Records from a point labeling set
>> Begin

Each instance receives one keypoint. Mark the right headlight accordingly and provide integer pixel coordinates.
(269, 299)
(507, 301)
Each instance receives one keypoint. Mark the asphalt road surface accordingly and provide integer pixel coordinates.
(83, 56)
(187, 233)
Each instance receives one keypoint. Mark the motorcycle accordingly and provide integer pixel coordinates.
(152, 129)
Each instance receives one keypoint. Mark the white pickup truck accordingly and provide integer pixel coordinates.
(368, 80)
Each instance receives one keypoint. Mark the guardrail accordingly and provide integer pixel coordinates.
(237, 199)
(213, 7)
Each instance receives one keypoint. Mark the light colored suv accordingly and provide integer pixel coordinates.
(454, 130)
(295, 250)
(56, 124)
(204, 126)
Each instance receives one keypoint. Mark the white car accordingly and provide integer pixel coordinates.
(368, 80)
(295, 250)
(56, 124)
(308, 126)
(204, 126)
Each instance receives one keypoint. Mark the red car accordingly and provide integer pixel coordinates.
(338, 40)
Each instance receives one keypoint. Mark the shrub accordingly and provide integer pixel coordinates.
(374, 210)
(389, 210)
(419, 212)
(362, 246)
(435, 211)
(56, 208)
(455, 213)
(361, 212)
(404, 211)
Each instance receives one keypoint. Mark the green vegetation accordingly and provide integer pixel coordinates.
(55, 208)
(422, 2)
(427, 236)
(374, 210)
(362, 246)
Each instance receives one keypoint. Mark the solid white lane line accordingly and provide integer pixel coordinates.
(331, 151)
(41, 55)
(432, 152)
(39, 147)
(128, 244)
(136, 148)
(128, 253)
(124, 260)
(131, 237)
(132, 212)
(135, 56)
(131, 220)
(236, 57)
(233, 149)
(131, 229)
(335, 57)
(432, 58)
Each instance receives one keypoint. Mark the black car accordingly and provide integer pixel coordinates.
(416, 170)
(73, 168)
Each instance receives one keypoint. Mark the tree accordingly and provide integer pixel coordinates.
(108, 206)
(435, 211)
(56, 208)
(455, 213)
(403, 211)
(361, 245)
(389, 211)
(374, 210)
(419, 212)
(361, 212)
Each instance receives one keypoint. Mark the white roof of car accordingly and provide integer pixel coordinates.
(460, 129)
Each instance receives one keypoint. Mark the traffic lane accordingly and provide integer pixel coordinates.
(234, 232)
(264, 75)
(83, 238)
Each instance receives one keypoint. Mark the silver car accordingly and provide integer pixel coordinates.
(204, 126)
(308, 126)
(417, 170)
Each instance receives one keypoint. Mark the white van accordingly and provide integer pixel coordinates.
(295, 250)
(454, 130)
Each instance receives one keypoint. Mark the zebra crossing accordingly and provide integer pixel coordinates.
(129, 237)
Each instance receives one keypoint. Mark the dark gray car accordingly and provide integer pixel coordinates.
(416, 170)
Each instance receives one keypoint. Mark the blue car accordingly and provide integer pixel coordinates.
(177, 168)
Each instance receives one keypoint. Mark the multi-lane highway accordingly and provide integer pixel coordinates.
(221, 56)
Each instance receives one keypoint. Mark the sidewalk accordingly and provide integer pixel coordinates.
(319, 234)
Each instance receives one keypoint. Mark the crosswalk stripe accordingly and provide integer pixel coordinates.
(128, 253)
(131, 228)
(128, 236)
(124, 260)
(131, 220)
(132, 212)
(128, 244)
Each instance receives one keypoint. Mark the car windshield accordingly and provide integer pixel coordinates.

>> End

§ AIM OF THE EXERCISE
Copy out all of the data above word for word, with nothing left out or changed.

§ CORRECT RESPONSE
Each instance receives one keypoint. Mark the right headlight accordingly and provide integer pixel coordinates.
(269, 299)
(507, 301)
Each instance receives one keypoint. Mark the asphalt road surface accordingly and provide integer pixel coordinates.
(83, 56)
(187, 233)
Each instance receives one keypoint. Mark the motorcycle accordingly and provide integer pixel coordinates.
(152, 129)
Each instance receives one keypoint. Mark the white pickup truck accordingly and provide integer pixel coordinates.
(368, 80)
Each instance receives one keypoint. Mark the guardrail accordingly and provide integer pixel coordinates.
(237, 199)
(213, 7)
Each instance receives one keypoint. Mark the light colored suv accordingly and provide integer pixel coordinates.
(454, 130)
(295, 250)
(56, 124)
(204, 126)
Each instance receives one keypoint. Mark the white car accordingly and provide integer pixel coordinates.
(368, 80)
(295, 250)
(56, 124)
(308, 126)
(204, 126)
Each instance receives one keypoint. Mark the red car accordingly and provide integer pixel coordinates.
(338, 40)
Each instance receives one keypoint. Mark the shrub accordingly and provide integer pixel coordinates.
(374, 210)
(389, 210)
(419, 212)
(362, 246)
(435, 211)
(56, 208)
(455, 213)
(361, 212)
(404, 211)
Each instance receives one keypoint. Mark the green vegetation accordingly and provide integer pixel coordinates.
(55, 208)
(422, 2)
(427, 236)
(374, 210)
(362, 246)
Each instance receives one keypoint. Mark the solid white lane line accordingly and provide integer pixel coordinates.
(331, 151)
(41, 55)
(432, 152)
(39, 147)
(128, 244)
(136, 148)
(128, 253)
(124, 260)
(131, 237)
(132, 212)
(135, 56)
(131, 220)
(236, 57)
(233, 149)
(131, 229)
(335, 57)
(432, 58)
Each instance receives one keypoint. Mark the black car accordingly and provide integer pixel coordinates.
(416, 170)
(73, 168)
Each instance receives one keypoint. Mark the tree accordingly and provide integer pixel coordinates.
(108, 206)
(435, 211)
(56, 208)
(455, 213)
(403, 211)
(361, 245)
(389, 211)
(374, 210)
(419, 212)
(361, 212)
Each instance receives one keypoint. Mark the white roof of car accordingly and provide integer pixel coordinates.
(460, 129)
Each instance receives one keypoint. Mark the traffic lane accordingly and provide integer pixel coordinates.
(234, 232)
(264, 75)
(83, 238)
Each instance receives one keypoint. Mark the silver car accordingly and provide integer pixel coordinates.
(204, 126)
(308, 126)
(417, 170)
Each instance receives one keypoint. Mark the white van accordingly and provide integer pixel coordinates.
(295, 250)
(454, 130)
Each instance receives one keypoint. Mark the zebra crossing accordingly and provide integer pixel coordinates.
(129, 237)
Each instance receives one keypoint. Mark the dark gray car accordingly and provide integer pixel coordinates.
(416, 170)
Each instance receives one keypoint. Mark the blue car accordingly and provide integer pixel coordinates.
(177, 168)
Each instance receives one keypoint. Mark the multi-lane highway accordingly and provide integer pixel coordinates.
(221, 56)
Each instance receives one keypoint. Mark the sidewalk accordingly and provide integer pixel coordinates.
(319, 234)
Each instance receives one keypoint. Mark the crosswalk stripe accordingly and provide integer pixel coordinates.
(128, 253)
(131, 228)
(128, 236)
(124, 260)
(131, 220)
(132, 212)
(128, 244)
Each instance receives one keypoint. Mark the car windshield accordingly and provide integer pixel coordinates.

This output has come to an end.